### Texto fornecido
As pessoas queixam-se, regra geral com razão, da lentidão da justiça. Às vezes julgam-na com alguma injustiça também. Não se apercebem do enorme volume de processos com os quais tem de se haver e a complexidade crescente das questões em conflito. Mas que ela é lenta lá isso é. Procuram-se, de forma sumária, culpas e culpados em debates exaltados e demagógicos. Na área penal a parceria está detetada. A culpa é das garantias e os culpados são os advogados. Porém o cordeiro mais dado em imolação tem sido o recurso.
O recurso é visto como algo a apostatar. Chamam-lhe manobra dilatória, truque ou similar. Injetou-se no debate público uma convicção, que se quer, à força da repetição incessante, transformar em dogma de fé: os recursos são a origem de todo o mal, a fonte de todos os atrasos e o esteio em que assenta o prolongar da impunidade.
Pois bem: garanto a quem me leia, mas garanto mesmo, que, de forma consistente, ao longo das últimas décadas, os recursos têm sido reduzidos, desfigurados e esvaziados de forma continuada. Falo na área do processo penal, mas poderia estender o diagnóstico ao processo civil. Acreditem caras leitoras e caros leitores, porque se pode demonstrá-lo com muita facilidade. Uma ou outra exceção que se encontre, não contraria a regra. O âmbito dos recursos tem vindo a encolher. O momento em que são julgados atrasa-se cada vez mais, por opção do legislador. A faculdade de suspenderem as decisões recorridas também tem mirrado a olhos vistos.

### Tarefa proposta 1
Reescreva o trecho do texto sobre a lentidão da justiça que começa em "As pessoas queixam-se, regra" e termina depois de "sido o recurso.", trocando "advogados" por "juízes".
### Tarefa proposta 2
Quantas linhas das entradas contêm a expressão "phrase", considerando maiúsculas e minúsculas? Indique só o número.

### Entradas fornecidas
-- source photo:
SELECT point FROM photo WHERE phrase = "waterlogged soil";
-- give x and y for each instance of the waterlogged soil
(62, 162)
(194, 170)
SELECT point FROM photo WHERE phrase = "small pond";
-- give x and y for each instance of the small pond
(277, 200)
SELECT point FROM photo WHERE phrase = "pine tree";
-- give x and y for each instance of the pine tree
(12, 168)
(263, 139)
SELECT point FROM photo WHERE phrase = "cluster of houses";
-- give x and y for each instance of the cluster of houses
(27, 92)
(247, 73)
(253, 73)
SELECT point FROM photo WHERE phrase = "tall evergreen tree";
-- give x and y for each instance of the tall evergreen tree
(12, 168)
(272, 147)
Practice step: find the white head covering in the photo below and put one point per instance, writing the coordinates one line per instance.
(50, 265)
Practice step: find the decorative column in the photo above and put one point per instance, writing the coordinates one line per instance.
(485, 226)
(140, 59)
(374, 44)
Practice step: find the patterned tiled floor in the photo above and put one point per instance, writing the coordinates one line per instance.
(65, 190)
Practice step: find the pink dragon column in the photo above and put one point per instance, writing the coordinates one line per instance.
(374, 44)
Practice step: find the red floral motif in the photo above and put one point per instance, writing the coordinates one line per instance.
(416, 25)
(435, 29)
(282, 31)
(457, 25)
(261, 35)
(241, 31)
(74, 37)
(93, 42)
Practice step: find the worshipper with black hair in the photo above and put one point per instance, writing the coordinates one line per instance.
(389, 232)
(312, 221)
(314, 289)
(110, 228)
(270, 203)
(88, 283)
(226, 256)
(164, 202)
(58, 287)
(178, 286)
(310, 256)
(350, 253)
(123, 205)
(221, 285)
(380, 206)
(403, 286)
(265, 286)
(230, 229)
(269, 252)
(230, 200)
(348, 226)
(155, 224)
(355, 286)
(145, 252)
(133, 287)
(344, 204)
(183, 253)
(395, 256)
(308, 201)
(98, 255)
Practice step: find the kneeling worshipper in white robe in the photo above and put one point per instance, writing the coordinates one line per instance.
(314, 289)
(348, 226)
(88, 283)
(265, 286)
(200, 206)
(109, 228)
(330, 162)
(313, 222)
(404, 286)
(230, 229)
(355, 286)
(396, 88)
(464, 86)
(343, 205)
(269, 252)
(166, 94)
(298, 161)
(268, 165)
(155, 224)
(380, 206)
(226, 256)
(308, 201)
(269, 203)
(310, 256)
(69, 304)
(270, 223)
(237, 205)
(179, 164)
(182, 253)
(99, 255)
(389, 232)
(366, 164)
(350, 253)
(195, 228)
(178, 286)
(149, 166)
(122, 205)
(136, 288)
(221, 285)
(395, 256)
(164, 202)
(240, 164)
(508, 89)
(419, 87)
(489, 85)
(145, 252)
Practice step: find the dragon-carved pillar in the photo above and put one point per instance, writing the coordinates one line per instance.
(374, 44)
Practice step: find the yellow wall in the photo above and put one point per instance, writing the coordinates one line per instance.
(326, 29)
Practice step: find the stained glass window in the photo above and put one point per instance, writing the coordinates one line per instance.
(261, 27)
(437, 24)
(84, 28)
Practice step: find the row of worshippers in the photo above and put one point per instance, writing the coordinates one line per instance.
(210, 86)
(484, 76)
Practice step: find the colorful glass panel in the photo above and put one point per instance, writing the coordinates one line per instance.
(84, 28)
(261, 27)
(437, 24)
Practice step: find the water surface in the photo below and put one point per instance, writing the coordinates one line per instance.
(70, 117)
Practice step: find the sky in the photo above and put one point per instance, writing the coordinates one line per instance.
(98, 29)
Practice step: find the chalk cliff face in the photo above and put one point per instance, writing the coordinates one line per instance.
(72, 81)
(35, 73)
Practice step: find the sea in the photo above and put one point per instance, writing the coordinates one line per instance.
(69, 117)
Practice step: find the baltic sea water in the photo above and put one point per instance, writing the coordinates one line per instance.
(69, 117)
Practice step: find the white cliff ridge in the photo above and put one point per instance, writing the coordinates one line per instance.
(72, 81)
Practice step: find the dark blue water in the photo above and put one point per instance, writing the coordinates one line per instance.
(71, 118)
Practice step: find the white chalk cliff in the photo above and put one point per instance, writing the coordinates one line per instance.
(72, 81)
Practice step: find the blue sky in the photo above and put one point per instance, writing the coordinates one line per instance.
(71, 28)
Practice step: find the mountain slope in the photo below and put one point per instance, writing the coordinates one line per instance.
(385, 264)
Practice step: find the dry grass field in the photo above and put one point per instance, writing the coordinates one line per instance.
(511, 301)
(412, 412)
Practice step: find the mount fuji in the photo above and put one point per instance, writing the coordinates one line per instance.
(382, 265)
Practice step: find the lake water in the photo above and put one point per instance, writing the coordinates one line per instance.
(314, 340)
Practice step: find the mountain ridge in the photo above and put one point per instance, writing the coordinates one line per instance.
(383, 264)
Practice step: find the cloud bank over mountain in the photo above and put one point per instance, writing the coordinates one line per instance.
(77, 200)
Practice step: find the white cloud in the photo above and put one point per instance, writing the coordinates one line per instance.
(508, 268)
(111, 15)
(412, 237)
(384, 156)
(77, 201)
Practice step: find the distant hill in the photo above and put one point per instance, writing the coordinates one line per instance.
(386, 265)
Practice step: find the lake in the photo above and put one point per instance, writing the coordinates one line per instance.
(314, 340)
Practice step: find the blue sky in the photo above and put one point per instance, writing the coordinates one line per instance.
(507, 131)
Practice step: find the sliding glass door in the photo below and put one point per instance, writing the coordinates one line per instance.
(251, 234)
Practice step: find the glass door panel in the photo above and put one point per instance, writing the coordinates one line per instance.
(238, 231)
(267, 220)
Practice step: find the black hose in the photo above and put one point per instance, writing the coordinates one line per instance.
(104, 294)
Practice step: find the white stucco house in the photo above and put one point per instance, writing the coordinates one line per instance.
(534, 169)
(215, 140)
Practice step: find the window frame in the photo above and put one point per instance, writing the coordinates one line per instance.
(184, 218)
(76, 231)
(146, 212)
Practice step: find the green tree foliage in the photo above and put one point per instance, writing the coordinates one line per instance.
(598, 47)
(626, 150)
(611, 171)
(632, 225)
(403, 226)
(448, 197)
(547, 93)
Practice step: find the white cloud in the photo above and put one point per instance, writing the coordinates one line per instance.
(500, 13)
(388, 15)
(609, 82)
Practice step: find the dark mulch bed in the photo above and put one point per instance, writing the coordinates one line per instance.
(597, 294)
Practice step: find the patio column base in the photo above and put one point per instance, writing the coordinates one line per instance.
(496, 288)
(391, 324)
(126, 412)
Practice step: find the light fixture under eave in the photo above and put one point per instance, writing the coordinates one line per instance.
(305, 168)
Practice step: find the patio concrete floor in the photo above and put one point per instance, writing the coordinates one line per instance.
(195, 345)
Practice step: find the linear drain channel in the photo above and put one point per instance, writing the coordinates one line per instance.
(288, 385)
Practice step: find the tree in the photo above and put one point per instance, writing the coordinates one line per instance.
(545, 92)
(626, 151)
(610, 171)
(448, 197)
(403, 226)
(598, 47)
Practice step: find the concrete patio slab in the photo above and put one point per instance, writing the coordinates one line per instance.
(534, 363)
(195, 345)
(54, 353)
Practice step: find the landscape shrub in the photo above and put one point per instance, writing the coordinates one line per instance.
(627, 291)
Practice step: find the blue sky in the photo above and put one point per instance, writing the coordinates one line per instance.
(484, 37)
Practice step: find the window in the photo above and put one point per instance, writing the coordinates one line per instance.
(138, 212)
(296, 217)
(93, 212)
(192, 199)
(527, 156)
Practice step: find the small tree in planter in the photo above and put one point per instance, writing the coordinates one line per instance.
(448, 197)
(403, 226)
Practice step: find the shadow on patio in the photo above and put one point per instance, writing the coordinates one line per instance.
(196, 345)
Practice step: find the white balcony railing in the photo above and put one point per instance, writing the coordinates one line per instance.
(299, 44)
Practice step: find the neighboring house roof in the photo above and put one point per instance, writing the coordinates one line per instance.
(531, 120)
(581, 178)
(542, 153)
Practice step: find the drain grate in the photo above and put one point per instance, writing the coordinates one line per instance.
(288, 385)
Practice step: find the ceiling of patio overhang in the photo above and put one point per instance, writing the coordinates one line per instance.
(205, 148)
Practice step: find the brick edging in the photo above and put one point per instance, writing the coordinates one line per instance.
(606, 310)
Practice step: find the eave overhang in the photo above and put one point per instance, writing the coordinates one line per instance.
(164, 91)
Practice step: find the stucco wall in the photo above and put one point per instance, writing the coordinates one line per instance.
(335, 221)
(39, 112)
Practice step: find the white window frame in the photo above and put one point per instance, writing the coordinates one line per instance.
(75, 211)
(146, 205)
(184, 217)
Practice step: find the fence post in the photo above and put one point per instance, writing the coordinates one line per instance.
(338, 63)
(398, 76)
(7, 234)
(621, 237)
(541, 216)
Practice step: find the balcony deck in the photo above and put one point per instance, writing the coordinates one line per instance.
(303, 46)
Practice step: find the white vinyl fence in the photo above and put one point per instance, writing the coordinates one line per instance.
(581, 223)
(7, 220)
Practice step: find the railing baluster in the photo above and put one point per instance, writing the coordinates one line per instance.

### Resposta 1
As pessoas queixam-se, regra geral com razão, da lentidão da justiça. Às vezes julgam-na com alguma injustiça também. Não se apercebem do enorme volume de processos com os quais tem de se haver e a complexidade crescente das questões em conflito. Mas que ela é lenta lá isso é. Procuram-se, de forma sumária, culpas e culpados em debates exaltados e demagógicos. Na área penal a parceria está detetada. A culpa é das garantias e os culpados são os juízes. Porém o cordeiro mais dado em imolação tem sido o recurso.

### Resposta 2
5